* _THE PROBLEM_
Every record should be copied exactly, except that pictures are to be omitted.

[Recorded data]
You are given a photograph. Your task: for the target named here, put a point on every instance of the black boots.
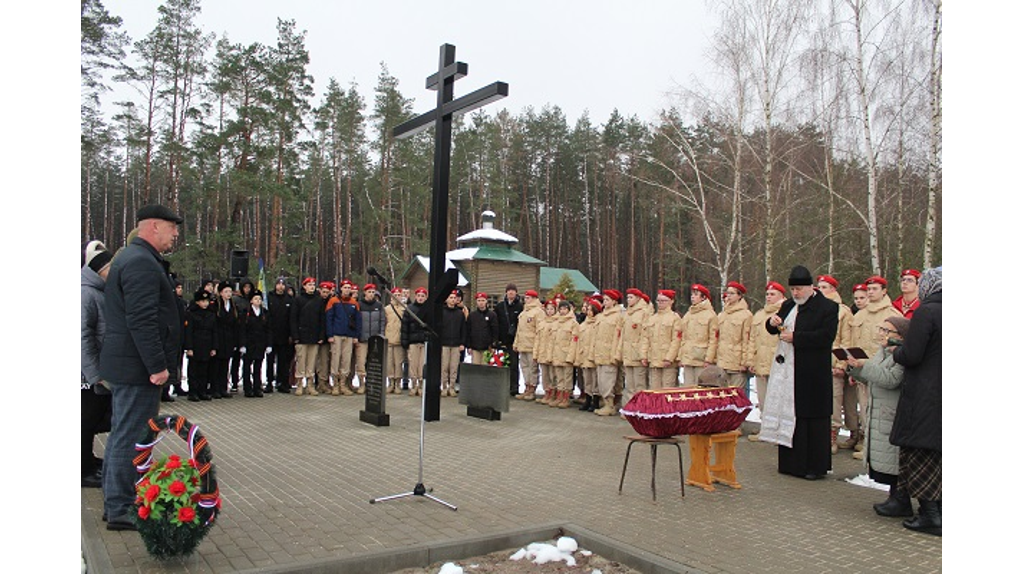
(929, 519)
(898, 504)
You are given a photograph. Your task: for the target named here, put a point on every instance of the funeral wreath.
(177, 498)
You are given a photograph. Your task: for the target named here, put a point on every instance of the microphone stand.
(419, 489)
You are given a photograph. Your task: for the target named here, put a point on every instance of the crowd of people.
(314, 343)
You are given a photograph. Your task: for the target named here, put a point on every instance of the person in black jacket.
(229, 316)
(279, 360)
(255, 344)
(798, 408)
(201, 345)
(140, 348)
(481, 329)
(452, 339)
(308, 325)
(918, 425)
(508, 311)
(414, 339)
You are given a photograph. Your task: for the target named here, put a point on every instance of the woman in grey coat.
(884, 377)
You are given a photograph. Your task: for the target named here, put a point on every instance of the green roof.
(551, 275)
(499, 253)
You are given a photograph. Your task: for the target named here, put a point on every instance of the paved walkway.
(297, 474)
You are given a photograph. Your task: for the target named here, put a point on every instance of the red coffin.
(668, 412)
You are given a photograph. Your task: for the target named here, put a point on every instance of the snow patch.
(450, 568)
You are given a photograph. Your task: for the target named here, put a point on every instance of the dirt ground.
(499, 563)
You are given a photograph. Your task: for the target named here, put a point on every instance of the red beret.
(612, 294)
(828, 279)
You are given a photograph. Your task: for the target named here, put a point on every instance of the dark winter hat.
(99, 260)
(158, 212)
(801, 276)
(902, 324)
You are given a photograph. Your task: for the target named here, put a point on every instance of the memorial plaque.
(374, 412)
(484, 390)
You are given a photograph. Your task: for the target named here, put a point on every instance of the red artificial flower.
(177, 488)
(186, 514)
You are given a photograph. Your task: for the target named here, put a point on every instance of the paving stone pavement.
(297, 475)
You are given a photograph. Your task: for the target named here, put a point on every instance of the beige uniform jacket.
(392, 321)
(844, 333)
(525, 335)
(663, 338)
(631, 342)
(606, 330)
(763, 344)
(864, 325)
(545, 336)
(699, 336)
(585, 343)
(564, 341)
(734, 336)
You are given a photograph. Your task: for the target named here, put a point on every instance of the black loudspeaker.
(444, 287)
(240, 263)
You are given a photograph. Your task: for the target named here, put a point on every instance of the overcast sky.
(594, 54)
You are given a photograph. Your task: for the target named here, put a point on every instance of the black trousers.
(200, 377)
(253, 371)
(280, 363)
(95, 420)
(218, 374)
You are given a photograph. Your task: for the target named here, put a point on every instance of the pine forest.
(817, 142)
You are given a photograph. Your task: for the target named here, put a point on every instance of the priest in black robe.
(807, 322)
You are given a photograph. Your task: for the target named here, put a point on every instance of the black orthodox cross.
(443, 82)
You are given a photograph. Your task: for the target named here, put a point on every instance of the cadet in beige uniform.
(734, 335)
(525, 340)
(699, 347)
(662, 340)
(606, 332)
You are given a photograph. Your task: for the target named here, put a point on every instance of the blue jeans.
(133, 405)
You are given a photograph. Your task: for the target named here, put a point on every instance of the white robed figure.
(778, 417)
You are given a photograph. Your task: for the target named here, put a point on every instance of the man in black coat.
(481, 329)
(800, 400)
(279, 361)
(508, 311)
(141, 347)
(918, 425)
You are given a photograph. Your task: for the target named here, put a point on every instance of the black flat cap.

* _EXPECTED ANSWER_
You are given a photograph. Your task: for the target named here, put a point on every instance of the black boots.
(929, 519)
(898, 504)
You are given a photograph. Your task: for the target named here, put a point on every instance of the funeral wreath.
(177, 498)
You are given a photograph. Your task: for the target named here, put a point on every instance of the microphone stand.
(419, 489)
You are given a photograph. Your task: for the target named here, put a point on every instance of the crowd of people.
(314, 343)
You are given a photograph. Your task: for the target named here, put a point on every instance of the person in black jacket.
(229, 316)
(279, 360)
(255, 344)
(798, 408)
(201, 345)
(140, 348)
(481, 329)
(452, 339)
(308, 325)
(918, 425)
(508, 311)
(414, 339)
You are given a photograph. Your task: for the target named here, put a point on every instance of the woman in grey coat.
(884, 377)
You are given a photograph. Your task: for the target named here, put a point on every instance of the green roof.
(551, 275)
(499, 253)
You are given a photograph. Your task: for the target named here, put a point on every instance of the paved walkway.
(297, 474)
You are given a photograph. Your task: for the target named here, put a point on every instance of the red coffin.
(668, 412)
You are given a photograph. Your task: for the target named here, put a point on every instance of the snow patch.
(450, 568)
You are given a photograph. Your task: for the target named here, put a point on every instance of the dirt ground.
(499, 563)
You are given a photograph. Your task: for the target named here, put a point on every instance of the red beret.
(612, 294)
(828, 279)
You are given a photograph. Your task: for the target named here, put a point on every instance of the dark winter hat.
(99, 260)
(158, 212)
(801, 276)
(902, 324)
You are given a photograph. Your task: for the target named here, put a point on every instance of the memorial plaque.
(374, 412)
(484, 390)
You are given a photograph. Your task: for the target named here, put a point on every instance of the red artificial flower.
(177, 488)
(186, 514)
You are given a photograph. Your task: for the target named here, put a point on every instance of the paving stone pavement.
(297, 475)
You are given a photograph. Your task: for the target named here, put a point on every instance of the beige uniform jacket.
(392, 321)
(844, 333)
(525, 335)
(663, 338)
(631, 342)
(606, 330)
(763, 344)
(864, 325)
(545, 336)
(699, 336)
(585, 343)
(564, 341)
(734, 336)
You are given a photograph. Your task: for the target named here, put a point on every instance of the black loudspeaker.
(444, 287)
(240, 263)
You are given a photograph. Your task: for the target named here, put a point on every instance of the overcast sky.
(594, 54)
You are given a photograph. Your task: for the target named here, put a point on every instance of the black trousers.
(200, 377)
(253, 371)
(280, 363)
(95, 420)
(218, 374)
You are given a photograph. Your task: for the target named here, put a point on every instance of the pine forest.
(817, 142)
You are given a photograph. Your task: for the target named here, put a point on every instance of the priest in black robe.
(807, 322)
You are given a photograph. Your task: for the target named here, put a point on every instance of the black orthodox cross.
(443, 82)
You are given a photograph. Your task: for the target named here, put a point on every instance of the cadet in beige uniform.
(734, 335)
(525, 340)
(699, 347)
(662, 340)
(606, 332)
You are given a photograph. Your task: for the target named here, put a point on every instance of the blue jeans.
(133, 405)
You are given a photograph. Your task: for the target named here, put a point on every instance of the white robed figure.
(778, 417)
You are given a photograph. Your task: for the target named here, put a point on every instance of the man in black coat.
(481, 329)
(800, 400)
(279, 361)
(508, 311)
(141, 347)
(918, 425)
You are given a photograph. Your task: for the target named here, put a point on every instance of the black flat cap.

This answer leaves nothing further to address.